-- 問題 1 --
以下の記録から、「segment --target sky」を含む行に始まり「95 L 33 159」を含む行に終わる範囲を、両端の行も含めて一字一句変えずにそのまま返しなさい。

-- 抜粋 --
========================

先日、大学時代の友人に「Amazonギフト券5万円をもらえる無料の不動産投資セミナーがあるんだけど、行った方がいいかな?」と質問されました。
皆さんならどうしますか?
- タダで5万円もらえるなら迷わず行くでしょ!
- なんか裏がありそうだから行かないほうがいいのでは…
など、人によって考えは色々だと思います。
友人に対する私の答えは、結論だけ言うと
「不動産投資に興味があるなら行った方がいい。でも物件は買わされないように!」です。
なぜ私が友人にそのように伝えたのか、理由をお伝えします。
※以下のストーリーは、私自身や知人が類似のセミナーに参加したときの経験にもとづく憶測です。
不動産セミナーで勧められた物件を買ってはいけない理由
「物件は買わされないように!」と私が友人に伝えた理由に、以下の3つがあります。
- 不動産業者が儲かる仕組みになっている
- 不動産業者の情報には重大な漏れがある
- 不動産価格がギリギリまで高くなっている
順番に説明していきます。
理由1:不動産業者が儲かる仕組みになっている
不動産セミナーで勧められた物件を買ってはいけない理由の1つ目は、セミナーで勧められる物件を買っても、不動産業者を儲けさせるだけだからです。
逆に、物件を買う側は損をする仕組みになっています。
どういうこと?
具体的に説明していくよ。
セミナーを開催している不動産業者は、2000万円で買った物件を3000万円でセミナー参加者のAさん(会社員)に売ろうとしている、と仮定します。
もちろんAさんは、元値が2000万円とは知りません。
不動産業者がAさんに物件を買わせるために言いそうなことは、まず、【仲介手数料が無料】ということ。
「3000万円の物件を買うと通常は仲介手数料が100万円程度かかるのですが、今回は自社の物件で仲介会社が入らないため、仲介手数料0円でお得です。」という内容です。
ですが、これに惑わされてはいけません。
不動産業者はすでに1000万円を上乗せして、Aさんに物件を売ろうとしているからです。
他にも、不動産業者はAさんに【空室期間がないから安心】と言って魅力づけをするでしょう。
具体的にどういうことかというと、不動産業者はAさんに物件を売って終わりではなく、「サブリース契約」をセットにすることがほとんどです。

========================

-- データ記録 --
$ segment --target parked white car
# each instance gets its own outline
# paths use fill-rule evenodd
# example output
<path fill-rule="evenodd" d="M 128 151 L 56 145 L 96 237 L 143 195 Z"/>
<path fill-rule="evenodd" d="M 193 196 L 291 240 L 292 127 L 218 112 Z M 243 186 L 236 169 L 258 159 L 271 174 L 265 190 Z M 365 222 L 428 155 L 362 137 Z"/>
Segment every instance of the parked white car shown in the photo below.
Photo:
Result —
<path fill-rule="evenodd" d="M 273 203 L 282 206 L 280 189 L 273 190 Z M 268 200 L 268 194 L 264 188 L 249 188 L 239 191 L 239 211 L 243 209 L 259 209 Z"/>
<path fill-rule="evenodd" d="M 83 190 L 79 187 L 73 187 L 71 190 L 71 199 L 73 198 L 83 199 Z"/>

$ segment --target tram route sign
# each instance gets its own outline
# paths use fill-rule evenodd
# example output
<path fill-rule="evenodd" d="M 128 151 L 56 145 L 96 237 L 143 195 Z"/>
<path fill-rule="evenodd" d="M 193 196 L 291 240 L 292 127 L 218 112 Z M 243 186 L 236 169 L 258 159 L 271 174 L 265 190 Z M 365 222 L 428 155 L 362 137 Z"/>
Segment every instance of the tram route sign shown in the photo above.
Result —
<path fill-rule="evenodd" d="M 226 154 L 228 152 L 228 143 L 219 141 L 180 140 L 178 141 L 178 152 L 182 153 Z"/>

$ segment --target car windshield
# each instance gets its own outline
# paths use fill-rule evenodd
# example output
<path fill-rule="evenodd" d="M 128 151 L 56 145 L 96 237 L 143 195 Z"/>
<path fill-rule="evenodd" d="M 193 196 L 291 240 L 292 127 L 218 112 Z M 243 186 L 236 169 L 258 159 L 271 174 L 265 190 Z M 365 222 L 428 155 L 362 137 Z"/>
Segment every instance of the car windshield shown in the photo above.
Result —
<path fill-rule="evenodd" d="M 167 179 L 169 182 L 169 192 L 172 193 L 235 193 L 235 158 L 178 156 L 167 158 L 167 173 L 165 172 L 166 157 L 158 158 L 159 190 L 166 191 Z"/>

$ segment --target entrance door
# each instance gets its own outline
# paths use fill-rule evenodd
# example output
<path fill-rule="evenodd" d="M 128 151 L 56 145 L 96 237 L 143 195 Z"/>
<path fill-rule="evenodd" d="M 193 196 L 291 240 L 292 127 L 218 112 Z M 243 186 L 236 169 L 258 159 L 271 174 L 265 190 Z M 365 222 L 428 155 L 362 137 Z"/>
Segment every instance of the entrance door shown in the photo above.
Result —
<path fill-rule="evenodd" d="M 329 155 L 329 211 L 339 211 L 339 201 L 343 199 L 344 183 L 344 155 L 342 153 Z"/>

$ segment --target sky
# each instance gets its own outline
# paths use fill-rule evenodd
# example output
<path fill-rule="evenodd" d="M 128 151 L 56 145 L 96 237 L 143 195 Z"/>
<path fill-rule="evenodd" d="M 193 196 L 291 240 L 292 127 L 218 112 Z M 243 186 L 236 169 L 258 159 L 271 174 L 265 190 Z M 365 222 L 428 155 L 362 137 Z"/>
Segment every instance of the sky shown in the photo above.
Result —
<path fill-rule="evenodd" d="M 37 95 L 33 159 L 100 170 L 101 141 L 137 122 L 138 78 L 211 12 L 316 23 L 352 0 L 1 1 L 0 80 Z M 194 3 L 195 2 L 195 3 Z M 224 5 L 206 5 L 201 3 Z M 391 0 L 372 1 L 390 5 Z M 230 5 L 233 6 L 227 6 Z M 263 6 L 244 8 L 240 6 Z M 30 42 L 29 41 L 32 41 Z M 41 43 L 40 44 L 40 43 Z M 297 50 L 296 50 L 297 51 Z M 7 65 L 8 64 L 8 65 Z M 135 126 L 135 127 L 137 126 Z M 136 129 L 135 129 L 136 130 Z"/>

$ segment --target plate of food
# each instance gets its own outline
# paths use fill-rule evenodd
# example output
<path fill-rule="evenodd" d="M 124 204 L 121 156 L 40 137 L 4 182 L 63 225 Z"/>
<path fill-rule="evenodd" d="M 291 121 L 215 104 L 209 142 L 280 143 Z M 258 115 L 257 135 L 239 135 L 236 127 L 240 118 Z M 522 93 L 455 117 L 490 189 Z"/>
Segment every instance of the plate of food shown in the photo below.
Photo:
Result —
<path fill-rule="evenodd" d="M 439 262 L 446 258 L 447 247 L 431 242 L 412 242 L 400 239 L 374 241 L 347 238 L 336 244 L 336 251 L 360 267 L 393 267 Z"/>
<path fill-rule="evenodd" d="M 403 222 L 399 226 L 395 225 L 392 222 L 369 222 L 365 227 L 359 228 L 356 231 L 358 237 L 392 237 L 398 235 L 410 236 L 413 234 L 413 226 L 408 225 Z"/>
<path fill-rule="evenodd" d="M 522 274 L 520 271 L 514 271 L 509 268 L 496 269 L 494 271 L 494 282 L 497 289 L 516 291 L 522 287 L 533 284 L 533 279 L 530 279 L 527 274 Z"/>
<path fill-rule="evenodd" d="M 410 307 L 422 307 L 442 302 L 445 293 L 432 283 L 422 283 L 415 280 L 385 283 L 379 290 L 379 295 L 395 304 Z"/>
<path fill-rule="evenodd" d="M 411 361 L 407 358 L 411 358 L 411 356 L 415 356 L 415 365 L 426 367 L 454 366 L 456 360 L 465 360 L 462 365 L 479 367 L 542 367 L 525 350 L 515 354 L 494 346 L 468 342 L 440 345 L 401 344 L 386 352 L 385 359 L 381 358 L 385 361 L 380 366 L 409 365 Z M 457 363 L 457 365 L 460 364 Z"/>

========================

-- 問題 2 --
抜粋で、不動産セミナーで勧められた物件を買ってはいけない理由として挙げられているものをすべて書き出しなさい。

-- 解答 1 --
$ segment --target sky
# each instance gets its own outline
# paths use fill-rule evenodd
# example output
<path fill-rule="evenodd" d="M 128 151 L 56 145 L 96 237 L 143 195 Z"/>
<path fill-rule="evenodd" d="M 193 196 L 291 240 L 292 127 L 218 112 Z M 243 186 L 236 169 L 258 159 L 271 174 L 265 190 Z M 365 222 L 428 155 L 362 137 Z"/>
Segment every instance of the sky shown in the photo above.
Result —
<path fill-rule="evenodd" d="M 37 95 L 33 159 L 100 170 L 101 141 L 137 122 L 138 78 L 211 12 L 316 23 L 352 0 L 1 1 L 0 80 Z M 194 3 L 195 2 L 195 3 Z M 224 5 L 206 5 L 201 3 Z M 391 0 L 372 1 L 390 5 Z M 230 5 L 233 6 L 227 6 Z M 263 6 L 244 8 L 240 6 Z M 30 42 L 29 41 L 32 41 Z M 41 43 L 40 44 L 40 43 Z M 297 50 L 296 50 L 297 51 Z M 7 65 L 8 64 L 8 65 Z M 135 126 L 135 127 L 137 126 Z M 136 129 L 135 129 L 136 130 Z"/>

-- 解答 2 --
- 不動産業者が儲かる仕組みになっている
- 不動産業者の情報には重大な漏れがある
- 不動産価格がギリギリまで高くなっている